start Selected text

In Matters of Family Finances, Ignorance Is Never Benign
Marriage brings all kinds of divisions of labor: You take out the garbage, your husband does the laundry. You pay the bills, your husband invests the family savings.
But no one can afford a division of information about money matters, because it's likely that, at some point, many women will be responsible for their household finances.
In the United States today, the divorce rate runs near 50 percent. Women can also have a special concern because the average age of widowhood is just 56.
The best defense against being surprised is to keep yourself informed. Several simple steps taken now can avoid both serious problems and minor inconveniences later.
One of the easiest is to locate the important paperwork of your family's finances - insurance policies, bank and brokerage statements, tax returns - and make sure they are filed in an accessible place.
If that place is a file drawer, make sure you know which one. If you keep a safe in the house, make sure you know the combination to the safe. If you keep valuables in a safe deposit box, locate the key.
Develop your own relationship with the family's lawyer, banker, broker, insurance agent, and accountant. Build a rapport with them by asking questions, now, about your account. Use them as resources throughout your marriage.
It's better to get to know them under normal circumstances, rather than in the middle of a crisis brought about by divorce or death. In the event of the former, they may be less likely to take the other side if the marriage turns sour.
If you sign a joint tax return, make sure both you and your husband understand how it is filled out. The IRS holds each signer responsible for the information, and usually does not accept ignorance of the facts and figures as a defense.

end Selected text
start Records

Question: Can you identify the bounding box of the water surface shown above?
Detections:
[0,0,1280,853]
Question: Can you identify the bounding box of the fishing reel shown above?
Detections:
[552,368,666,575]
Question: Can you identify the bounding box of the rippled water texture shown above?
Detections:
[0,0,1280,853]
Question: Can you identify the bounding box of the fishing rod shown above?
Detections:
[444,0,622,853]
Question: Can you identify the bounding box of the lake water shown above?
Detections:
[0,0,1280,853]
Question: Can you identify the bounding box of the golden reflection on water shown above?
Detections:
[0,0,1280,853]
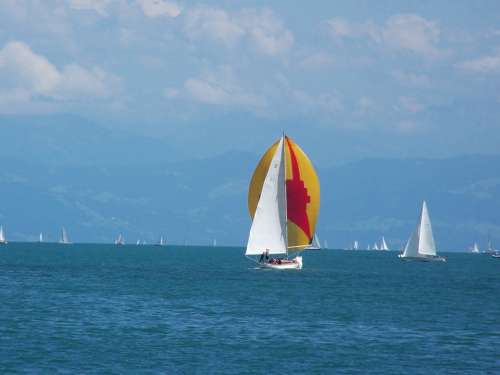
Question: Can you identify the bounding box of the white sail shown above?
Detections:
[313,234,321,249]
[471,242,479,253]
[403,201,436,258]
[115,233,125,245]
[403,225,419,257]
[245,137,287,255]
[418,201,436,255]
[59,227,70,244]
[380,236,389,250]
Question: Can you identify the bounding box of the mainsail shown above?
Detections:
[246,136,320,255]
[380,236,389,250]
[0,225,7,243]
[59,227,70,244]
[403,201,436,257]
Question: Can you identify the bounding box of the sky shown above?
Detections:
[0,0,500,166]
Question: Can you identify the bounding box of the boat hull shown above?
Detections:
[398,254,446,262]
[259,257,302,270]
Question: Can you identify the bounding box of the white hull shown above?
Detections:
[259,257,302,270]
[398,254,446,262]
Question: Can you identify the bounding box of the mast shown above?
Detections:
[281,134,288,258]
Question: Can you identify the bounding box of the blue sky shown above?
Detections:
[0,0,500,165]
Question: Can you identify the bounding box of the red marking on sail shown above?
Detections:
[286,138,312,240]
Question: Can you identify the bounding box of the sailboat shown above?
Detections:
[245,134,320,269]
[398,201,446,262]
[305,233,321,250]
[115,233,125,245]
[470,241,479,254]
[59,227,71,245]
[0,225,7,245]
[155,236,167,246]
[379,236,389,251]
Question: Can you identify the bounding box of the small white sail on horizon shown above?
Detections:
[115,233,125,245]
[470,241,479,254]
[0,225,7,245]
[59,227,71,245]
[399,201,446,261]
[379,236,389,251]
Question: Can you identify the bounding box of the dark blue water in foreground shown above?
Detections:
[0,244,500,374]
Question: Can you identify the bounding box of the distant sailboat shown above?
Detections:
[398,201,446,262]
[245,135,319,269]
[305,234,321,250]
[0,225,7,245]
[379,236,389,251]
[115,233,125,245]
[470,241,479,254]
[155,236,167,246]
[59,227,71,245]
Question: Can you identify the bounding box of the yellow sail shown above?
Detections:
[248,136,320,251]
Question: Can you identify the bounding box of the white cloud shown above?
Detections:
[172,66,263,109]
[69,0,111,16]
[300,52,335,68]
[0,41,119,106]
[327,14,447,58]
[392,70,432,89]
[184,7,294,56]
[457,53,500,73]
[137,0,181,17]
[398,96,425,113]
[382,14,442,57]
[184,7,245,46]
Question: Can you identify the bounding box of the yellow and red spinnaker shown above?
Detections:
[248,136,320,251]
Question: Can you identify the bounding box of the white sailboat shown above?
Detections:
[398,201,446,262]
[155,236,167,246]
[305,234,326,250]
[0,225,7,245]
[115,233,125,245]
[379,236,389,251]
[245,135,319,270]
[59,227,71,245]
[470,241,480,254]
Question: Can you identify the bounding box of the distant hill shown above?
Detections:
[0,145,500,250]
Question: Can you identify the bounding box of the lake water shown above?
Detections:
[0,243,500,374]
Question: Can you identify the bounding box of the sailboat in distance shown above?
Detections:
[59,227,71,245]
[245,135,320,269]
[379,236,389,251]
[470,241,479,254]
[115,233,125,245]
[398,201,446,262]
[0,225,7,245]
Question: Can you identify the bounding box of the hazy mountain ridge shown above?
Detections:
[0,151,500,250]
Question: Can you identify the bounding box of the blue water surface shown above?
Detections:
[0,243,500,374]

end Records

To be done: Continue the text on family finances from the point where it stops, in the same voice and manner.

Exercise response:
Beneficiaries on life insurance policies are easy to keep track of and simple to change when necessary. If you or your husband were married before, make sure the first spouse isn't still the beneficiary on older life insurance policies (unless required by a divorce decree).
This is often forgotten and regretted.
Most employees are covered by retirement plans and insurance policies at work. Know who the beneficiaries are, and keep both yours and your husband's up to date.
In addition to family assets, learn about family debts. Keep track of mortgage-payment books and credit card bills so that you have a ballpark idea of what is owed and to whom.
And don't stop there. Make sure your lifestyle is consistent with the assets and debts that you know about.
I know of one family where the husband had a compulsive spending habit.
He set up a post office box and directed his over-the-limit credit card bills to keep them hidden from his wife. She only learned about them when they tried to refinance their home.
It is hard to anticipate such a situation, but if you have a pretty good idea of how much money is earned and spent, you'll know to ask questions if expensive gifts or red sportscars begin to appear.
Keep apprised of loan co-signatures, too. If one of you co-signs a loan for a relative, make sure your house or other assets held in joint names are not put at risk. In some cases, you can do this by simply re-titling the assets.
It's not a bad idea to review your family's financial condition with your husband on a regular basis, say every six to 12 months. You also want to review your credit ratings (individually and jointly) at least once a year for errors or surprises.
Most married couples go through life without having to worry about a spouse's financial dealings. But we've all heard the horror stories of people treated unfairly in divorce proceedings. And even widows can be surprised when their financial picture becomes clear to them after the funeral.
Perhaps it is best to follow Ronald Reagan's advice on Russian nuclear arms:
Trust but verify.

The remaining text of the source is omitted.